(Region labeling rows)
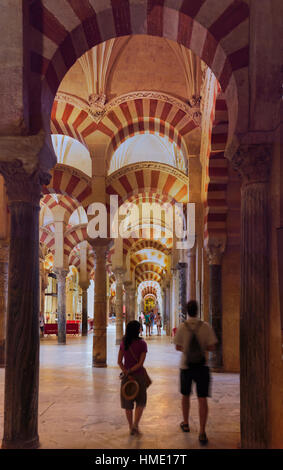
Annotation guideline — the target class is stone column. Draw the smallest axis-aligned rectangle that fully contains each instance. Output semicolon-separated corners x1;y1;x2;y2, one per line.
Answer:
232;145;272;449
0;160;50;449
165;281;171;335
0;240;9;367
40;262;48;315
114;268;125;344
124;281;132;325
80;282;89;336
129;287;136;321
90;238;109;367
208;243;224;372
188;246;196;300
54;268;69;344
177;263;188;321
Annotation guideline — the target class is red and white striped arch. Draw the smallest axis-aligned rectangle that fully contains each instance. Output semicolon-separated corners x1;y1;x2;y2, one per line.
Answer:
101;92;198;166
204;92;228;245
135;263;162;284
51;91;199;161
41;194;79;215
50;99;97;145
142;286;157;298
29;0;249;151
106;162;189;204
64;224;87;259
39;224;55;254
43;164;92;207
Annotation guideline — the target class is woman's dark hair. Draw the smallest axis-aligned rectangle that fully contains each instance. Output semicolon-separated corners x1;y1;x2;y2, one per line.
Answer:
123;320;141;351
187;300;198;317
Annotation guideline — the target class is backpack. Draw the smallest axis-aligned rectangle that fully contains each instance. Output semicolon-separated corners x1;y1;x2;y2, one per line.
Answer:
185;321;206;367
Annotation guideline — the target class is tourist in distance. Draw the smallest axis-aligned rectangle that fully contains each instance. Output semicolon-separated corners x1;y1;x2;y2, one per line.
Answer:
118;320;147;435
144;312;151;336
174;300;217;444
156;312;162;336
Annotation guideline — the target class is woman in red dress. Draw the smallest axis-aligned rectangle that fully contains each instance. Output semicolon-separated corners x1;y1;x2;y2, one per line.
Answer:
118;320;147;435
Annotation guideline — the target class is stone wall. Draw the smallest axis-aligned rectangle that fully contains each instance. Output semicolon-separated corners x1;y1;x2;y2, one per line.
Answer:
269;129;283;449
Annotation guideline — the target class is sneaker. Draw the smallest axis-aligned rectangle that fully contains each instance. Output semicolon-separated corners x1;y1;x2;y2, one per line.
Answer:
198;432;208;445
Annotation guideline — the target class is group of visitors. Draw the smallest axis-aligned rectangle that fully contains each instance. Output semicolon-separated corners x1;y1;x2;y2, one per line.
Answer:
139;310;162;336
118;300;217;445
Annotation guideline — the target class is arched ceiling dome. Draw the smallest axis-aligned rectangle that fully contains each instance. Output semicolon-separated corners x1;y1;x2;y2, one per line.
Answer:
108;134;186;174
52;134;91;176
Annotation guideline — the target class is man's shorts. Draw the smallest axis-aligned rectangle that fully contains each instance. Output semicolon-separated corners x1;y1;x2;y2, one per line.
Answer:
120;374;147;410
180;366;210;398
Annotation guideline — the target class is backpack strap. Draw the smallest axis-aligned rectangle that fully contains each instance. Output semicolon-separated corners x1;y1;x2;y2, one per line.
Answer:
129;346;139;363
184;320;203;334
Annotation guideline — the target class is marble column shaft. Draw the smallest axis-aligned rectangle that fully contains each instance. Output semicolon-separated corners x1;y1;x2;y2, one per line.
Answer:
178;263;188;321
90;239;109;367
0;241;9;367
232;144;272;449
188;246;196;300
54;268;68;344
124;281;131;325
129;287;136;321
80;284;89;336
0;160;50;449
208;248;224;371
114;269;124;344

Your goal - Reproduce the lines from the one with "Annotation guideline — the target class is woman in" to the one with "118;300;217;445", renaming "sneaker" to "running shoe" and leaving everything else unchanged.

Response -
Annotation guideline — the target class is woman in red dress. Draw the smallest axis-aligned rectangle that fully contains each instance. Output semicolon-separated corners x1;y1;x2;y2, one per line.
Answer:
118;320;147;435
Annotation guideline — the target class is stone wall. Draw the smallest axis-aligned rectangle that fully contains each instance. Output semicolon-separated corners x1;y1;x2;y2, one per line.
Answer:
269;129;283;449
Annotation guideline — the target class is running shoe. Draw the smallest axis-aligned rectangle that fully contains each instance. Output semicolon-separated corners x1;y1;x2;y2, one per line.
Answer:
198;432;208;445
Annotation guideline — the target class is group of visitors. Draw the smallest axis-aligned rectangle that fully contains each instance. Output semicolon-separated corners x1;y1;x2;y2, one per line.
Answer:
139;310;162;336
118;300;217;445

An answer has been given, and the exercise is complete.